(Stored data)
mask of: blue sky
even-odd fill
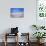
[[[16,12],[24,12],[24,8],[11,8],[10,9],[11,13],[16,13]]]

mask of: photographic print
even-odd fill
[[[24,8],[10,8],[10,16],[12,18],[23,18]]]

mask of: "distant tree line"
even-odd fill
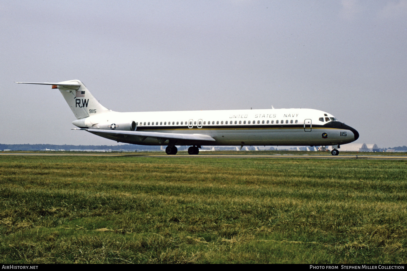
[[[0,144],[0,150],[11,151],[41,151],[48,150],[111,150],[112,151],[159,150],[160,146],[148,146],[125,144],[116,146],[107,145],[53,145],[52,144]]]
[[[394,151],[407,151],[407,146],[404,146],[403,147],[400,146],[398,147],[393,147],[393,148],[389,148],[389,149],[394,150]]]

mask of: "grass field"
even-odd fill
[[[406,176],[405,160],[0,156],[0,262],[405,263]]]

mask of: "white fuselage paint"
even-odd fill
[[[324,127],[323,125],[331,121],[325,121],[326,117],[330,120],[334,117],[318,110],[298,108],[110,112],[78,120],[73,123],[81,127],[91,128],[93,125],[96,132],[99,129],[107,129],[105,127],[108,125],[133,121],[137,124],[138,131],[204,134],[216,140],[195,143],[202,145],[319,146],[339,145],[355,140],[354,133],[348,129]],[[324,119],[324,121],[319,120],[321,118]],[[89,130],[91,131],[93,130]],[[326,138],[323,137],[324,133],[327,134]],[[108,135],[98,135],[117,140]],[[133,137],[118,141],[141,145],[166,145],[168,144],[168,140],[163,141],[150,138]],[[182,144],[182,141],[179,141],[177,144]],[[186,144],[193,144],[188,143]]]

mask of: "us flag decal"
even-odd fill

**YOUR GOAL**:
Rewrite every line of the rows above as a numbered list, skipping blank lines and leaving out the pictures.

**FULL ANSWER**:
1. mask of: blue sky
2. even-odd fill
3. [[[16,12],[24,12],[24,8],[11,8],[10,9],[11,13],[16,13]]]
4. mask of: photographic print
5. even-odd fill
6. [[[24,8],[10,8],[10,16],[12,18],[23,18]]]
7. mask of: "distant tree line"
8. even-odd fill
9. [[[0,144],[0,150],[11,151],[41,151],[48,150],[111,150],[112,151],[159,150],[160,146],[148,146],[125,144],[116,146],[107,145],[53,145],[52,144]]]
10. [[[394,151],[407,151],[407,146],[404,146],[403,147],[400,146],[398,147],[393,147],[393,148],[389,148],[389,149],[394,150]]]
11. mask of: "grass field"
12. even-odd fill
13. [[[406,176],[405,160],[0,156],[0,262],[405,263]]]
14. mask of: "white fuselage paint"
15. even-odd fill
16. [[[324,127],[323,125],[331,121],[325,121],[326,117],[330,120],[334,117],[318,110],[298,108],[110,112],[78,120],[73,123],[81,127],[91,128],[93,125],[96,132],[99,129],[107,129],[105,127],[108,125],[133,121],[137,124],[138,131],[204,134],[216,140],[195,143],[202,145],[319,146],[339,145],[355,140],[354,133],[348,129]],[[324,119],[324,121],[319,120],[321,118]],[[89,130],[91,131],[93,130]],[[326,138],[323,137],[324,133],[327,134]],[[108,135],[98,135],[117,140]],[[133,137],[118,141],[141,145],[166,145],[168,144],[168,140],[163,141],[150,138]],[[182,144],[182,141],[179,141],[177,144]],[[186,144],[193,144],[188,143]]]
17. mask of: "us flag decal"
18. even-odd fill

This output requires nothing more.